Task instructions:
1. Reproduce the Firefox 7 beta article below word for word, in full.
2. How many lines in the rows below contain the string "straw"? Reply with the number alone.

Source passage:

==*==

Firefox 7 Beta puts priority on performance

With Firefox 7 the browser's maker Mozilla puts the focus on performance and not taxing host systems

Just days after the ready-for-primetime version of Firefox 6 was released, Mozilla, sticking to its aggressive development schedule for the browser, has rolled out the beta for Firefox 7 --a release of the software that is emphasizing performance improvements.

Those improvements for the Windows, Apple OS X and Linux versions of the software are achieved in several ways. One of the biggest performance enhancing additions in Firefox 7 (code named Aurora) is the introduction of MemShrink, which Mozilla hopes will change Firefox's reputation as a memory hog.

MemShrink can reduce Firefox 7's memory usage by anywhere from 20 to 50 percent, according to Mozilla, and improve performance in responsiveness, startup and page load times. You can download the beta 7 version of Firefox here.

With MemShrink, Firefox 7 memory usage will remain constant for long periods of time and closing many tabs will free up more memory. "This means that Firefox 7 is faster (sometimes drastically so) and less likely to crash, particularly if you have many websites open at once and/or keep Firefox running for a long time between restarts," Nicholas Nethercote, a Mozilla developer in Melbourne, Australia, explained in his blog.

==*==

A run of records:

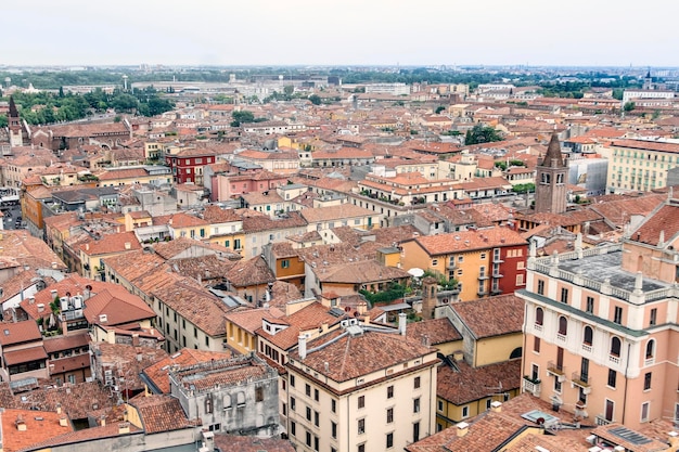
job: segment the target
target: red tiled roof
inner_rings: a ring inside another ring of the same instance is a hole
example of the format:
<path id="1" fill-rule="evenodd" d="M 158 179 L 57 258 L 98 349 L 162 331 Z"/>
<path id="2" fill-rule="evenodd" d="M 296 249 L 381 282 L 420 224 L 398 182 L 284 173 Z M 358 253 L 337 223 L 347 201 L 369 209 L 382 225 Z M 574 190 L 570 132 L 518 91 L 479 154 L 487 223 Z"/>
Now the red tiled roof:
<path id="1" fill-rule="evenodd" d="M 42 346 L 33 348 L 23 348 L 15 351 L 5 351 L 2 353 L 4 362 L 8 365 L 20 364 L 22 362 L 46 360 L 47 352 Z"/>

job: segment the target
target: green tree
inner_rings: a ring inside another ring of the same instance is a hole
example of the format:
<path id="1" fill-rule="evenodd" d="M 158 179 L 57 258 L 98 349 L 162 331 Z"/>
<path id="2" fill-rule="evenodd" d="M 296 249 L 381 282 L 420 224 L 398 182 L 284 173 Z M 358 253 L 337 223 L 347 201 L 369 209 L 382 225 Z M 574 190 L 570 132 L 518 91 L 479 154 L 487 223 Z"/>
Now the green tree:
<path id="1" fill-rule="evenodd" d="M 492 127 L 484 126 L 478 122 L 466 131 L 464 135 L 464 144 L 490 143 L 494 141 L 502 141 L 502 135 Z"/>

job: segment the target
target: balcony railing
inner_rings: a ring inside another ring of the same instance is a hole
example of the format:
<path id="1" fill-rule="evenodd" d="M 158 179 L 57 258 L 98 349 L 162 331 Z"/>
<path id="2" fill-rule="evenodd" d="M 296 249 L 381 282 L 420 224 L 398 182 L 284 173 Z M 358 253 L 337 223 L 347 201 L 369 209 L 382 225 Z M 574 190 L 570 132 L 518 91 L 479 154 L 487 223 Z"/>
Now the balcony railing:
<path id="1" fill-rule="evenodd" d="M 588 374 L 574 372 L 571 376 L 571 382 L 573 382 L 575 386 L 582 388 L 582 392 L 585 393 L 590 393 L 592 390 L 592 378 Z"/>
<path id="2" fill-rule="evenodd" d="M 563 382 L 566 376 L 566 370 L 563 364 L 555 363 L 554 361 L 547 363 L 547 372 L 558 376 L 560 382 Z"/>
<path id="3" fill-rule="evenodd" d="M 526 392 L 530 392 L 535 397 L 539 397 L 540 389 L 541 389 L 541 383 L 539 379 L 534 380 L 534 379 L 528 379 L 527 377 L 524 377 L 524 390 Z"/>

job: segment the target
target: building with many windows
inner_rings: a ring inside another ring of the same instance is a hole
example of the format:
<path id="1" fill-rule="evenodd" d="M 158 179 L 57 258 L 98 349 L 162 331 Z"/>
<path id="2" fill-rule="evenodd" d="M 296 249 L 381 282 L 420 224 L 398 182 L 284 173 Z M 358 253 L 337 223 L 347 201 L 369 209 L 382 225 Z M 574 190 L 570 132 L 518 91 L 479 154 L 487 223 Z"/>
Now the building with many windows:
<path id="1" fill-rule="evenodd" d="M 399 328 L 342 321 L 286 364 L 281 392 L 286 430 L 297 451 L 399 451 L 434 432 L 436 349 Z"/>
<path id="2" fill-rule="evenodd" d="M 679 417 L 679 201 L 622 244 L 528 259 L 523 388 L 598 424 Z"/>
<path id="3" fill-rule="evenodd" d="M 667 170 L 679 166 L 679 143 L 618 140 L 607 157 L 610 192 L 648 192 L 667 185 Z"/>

==*==

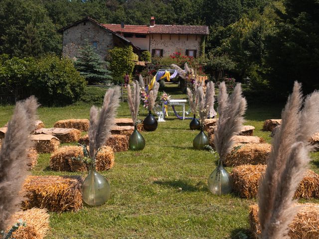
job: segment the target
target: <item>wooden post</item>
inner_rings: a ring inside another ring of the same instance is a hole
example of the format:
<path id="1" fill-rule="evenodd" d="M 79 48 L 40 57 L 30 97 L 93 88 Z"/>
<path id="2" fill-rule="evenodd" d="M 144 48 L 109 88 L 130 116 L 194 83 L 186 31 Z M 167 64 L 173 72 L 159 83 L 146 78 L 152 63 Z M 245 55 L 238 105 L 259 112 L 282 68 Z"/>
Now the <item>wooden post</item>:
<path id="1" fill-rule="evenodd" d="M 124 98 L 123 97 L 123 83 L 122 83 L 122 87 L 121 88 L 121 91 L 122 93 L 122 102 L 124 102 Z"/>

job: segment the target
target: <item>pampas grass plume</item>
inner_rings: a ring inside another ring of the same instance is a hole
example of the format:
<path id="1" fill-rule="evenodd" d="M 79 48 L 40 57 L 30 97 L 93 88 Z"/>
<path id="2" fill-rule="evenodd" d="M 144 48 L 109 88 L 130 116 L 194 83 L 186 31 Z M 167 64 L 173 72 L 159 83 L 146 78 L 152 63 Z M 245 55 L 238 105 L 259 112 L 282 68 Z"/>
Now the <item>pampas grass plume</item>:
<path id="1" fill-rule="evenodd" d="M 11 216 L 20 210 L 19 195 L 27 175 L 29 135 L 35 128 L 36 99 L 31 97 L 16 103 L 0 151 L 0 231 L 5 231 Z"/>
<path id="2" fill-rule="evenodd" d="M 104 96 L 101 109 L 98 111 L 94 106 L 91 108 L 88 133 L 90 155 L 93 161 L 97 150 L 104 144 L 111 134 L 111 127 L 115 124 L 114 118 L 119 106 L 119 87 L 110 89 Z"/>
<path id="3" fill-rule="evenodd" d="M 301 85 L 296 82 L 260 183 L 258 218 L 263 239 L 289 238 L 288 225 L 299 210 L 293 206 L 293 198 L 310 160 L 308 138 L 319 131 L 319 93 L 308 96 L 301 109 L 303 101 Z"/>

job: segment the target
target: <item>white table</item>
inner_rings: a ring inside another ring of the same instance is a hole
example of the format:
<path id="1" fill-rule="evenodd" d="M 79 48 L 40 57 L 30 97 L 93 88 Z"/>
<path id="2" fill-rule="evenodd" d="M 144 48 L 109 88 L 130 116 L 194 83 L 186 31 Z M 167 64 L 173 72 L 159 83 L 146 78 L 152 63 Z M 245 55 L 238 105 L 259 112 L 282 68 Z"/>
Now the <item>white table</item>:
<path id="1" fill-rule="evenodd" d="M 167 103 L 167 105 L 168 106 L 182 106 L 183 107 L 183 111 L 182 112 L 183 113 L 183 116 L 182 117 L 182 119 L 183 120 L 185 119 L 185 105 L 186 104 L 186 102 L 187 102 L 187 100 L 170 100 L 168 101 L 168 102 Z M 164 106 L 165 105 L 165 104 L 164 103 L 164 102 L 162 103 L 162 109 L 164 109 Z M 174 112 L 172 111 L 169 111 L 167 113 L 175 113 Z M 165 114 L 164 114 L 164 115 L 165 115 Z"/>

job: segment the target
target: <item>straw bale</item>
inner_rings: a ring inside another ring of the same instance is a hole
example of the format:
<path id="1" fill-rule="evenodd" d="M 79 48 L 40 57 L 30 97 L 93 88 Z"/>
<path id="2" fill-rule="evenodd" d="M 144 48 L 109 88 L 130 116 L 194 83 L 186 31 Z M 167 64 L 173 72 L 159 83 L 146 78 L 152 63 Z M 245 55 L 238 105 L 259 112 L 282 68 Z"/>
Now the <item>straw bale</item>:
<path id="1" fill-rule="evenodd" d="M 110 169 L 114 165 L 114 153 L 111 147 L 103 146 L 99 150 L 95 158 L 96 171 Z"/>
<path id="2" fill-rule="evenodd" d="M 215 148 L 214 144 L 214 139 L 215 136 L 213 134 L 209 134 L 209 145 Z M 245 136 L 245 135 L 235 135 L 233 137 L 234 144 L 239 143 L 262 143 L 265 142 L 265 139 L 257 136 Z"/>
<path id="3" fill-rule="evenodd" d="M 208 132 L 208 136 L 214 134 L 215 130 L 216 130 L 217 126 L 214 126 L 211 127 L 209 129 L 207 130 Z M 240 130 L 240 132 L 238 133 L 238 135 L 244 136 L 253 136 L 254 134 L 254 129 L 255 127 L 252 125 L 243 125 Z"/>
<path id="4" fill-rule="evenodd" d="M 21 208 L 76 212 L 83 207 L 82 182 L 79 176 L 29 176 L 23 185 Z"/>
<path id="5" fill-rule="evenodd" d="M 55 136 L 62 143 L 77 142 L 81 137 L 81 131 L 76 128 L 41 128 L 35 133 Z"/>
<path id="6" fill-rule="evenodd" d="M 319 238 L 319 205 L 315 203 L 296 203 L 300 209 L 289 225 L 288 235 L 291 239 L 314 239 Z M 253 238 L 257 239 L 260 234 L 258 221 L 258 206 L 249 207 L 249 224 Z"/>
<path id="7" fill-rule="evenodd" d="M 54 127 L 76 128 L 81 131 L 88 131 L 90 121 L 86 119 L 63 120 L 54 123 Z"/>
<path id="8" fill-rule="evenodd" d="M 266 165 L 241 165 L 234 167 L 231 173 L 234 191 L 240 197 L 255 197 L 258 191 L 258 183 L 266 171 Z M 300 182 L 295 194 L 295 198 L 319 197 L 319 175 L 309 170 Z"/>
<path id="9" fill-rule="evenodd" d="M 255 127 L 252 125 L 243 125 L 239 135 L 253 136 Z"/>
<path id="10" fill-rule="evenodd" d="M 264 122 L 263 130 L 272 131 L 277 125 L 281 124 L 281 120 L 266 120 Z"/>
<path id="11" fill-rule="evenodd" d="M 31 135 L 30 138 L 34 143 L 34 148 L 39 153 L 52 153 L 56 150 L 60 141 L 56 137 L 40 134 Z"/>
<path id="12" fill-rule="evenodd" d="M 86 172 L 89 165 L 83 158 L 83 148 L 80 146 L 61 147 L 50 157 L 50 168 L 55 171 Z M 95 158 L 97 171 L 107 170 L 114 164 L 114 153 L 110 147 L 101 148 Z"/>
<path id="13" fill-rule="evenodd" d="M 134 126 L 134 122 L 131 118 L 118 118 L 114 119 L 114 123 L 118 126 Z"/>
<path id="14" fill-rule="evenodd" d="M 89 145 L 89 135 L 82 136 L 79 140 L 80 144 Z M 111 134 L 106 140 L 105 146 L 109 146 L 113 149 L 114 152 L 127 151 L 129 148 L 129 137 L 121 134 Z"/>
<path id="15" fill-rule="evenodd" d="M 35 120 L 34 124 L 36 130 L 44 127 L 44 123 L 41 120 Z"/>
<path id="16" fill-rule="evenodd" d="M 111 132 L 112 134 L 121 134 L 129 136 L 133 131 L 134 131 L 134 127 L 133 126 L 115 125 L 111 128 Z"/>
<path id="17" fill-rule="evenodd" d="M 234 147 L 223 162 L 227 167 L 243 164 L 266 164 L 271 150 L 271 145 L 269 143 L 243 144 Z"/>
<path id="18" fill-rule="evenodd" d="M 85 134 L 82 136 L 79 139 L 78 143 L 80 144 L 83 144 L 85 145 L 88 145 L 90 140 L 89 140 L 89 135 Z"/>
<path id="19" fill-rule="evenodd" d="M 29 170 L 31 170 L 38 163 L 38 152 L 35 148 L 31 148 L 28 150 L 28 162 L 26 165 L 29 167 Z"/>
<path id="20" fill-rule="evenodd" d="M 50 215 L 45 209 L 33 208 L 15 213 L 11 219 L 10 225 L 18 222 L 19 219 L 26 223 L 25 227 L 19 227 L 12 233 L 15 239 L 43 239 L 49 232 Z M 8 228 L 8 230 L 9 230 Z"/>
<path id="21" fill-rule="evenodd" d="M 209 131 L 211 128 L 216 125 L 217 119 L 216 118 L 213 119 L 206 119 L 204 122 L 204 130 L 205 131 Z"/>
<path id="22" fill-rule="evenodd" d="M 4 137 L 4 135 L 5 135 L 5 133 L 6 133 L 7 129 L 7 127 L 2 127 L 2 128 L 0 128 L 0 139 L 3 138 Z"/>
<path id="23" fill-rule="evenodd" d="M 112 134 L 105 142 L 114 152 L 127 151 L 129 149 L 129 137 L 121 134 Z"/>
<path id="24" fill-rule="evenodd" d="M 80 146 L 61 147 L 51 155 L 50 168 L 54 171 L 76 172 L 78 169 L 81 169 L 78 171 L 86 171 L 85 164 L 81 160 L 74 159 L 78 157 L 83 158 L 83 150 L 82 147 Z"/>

==*==

Correct answers:
1.
Firefox 7 Beta puts priority on performance

With Firefox 7 the browser's maker Mozilla puts the focus on performance and not taxing host systems

Just days after the ready-for-primetime version of Firefox 6 was released, Mozilla, sticking to its aggressive development schedule for the browser, has rolled out the beta for Firefox 7 --a release of the software that is emphasizing performance improvements.

Those improvements for the Windows, Apple OS X and Linux versions of the software are achieved in several ways. One of the biggest performance enhancing additions in Firefox 7 (code named Aurora) is the introduction of MemShrink, which Mozilla hopes will change Firefox's reputation as a memory hog.

MemShrink can reduce Firefox 7's memory usage by anywhere from 20 to 50 percent, according to Mozilla, and improve performance in responsiveness, startup and page load times. You can download the beta 7 version of Firefox here.

With MemShrink, Firefox 7 memory usage will remain constant for long periods of time and closing many tabs will free up more memory. "This means that Firefox 7 is faster (sometimes drastically so) and less likely to crash, particularly if you have many websites open at once and/or keep Firefox running for a long time between restarts," Nicholas Nethercote, a Mozilla developer in Melbourne, Australia, explained in his blog.

2. 2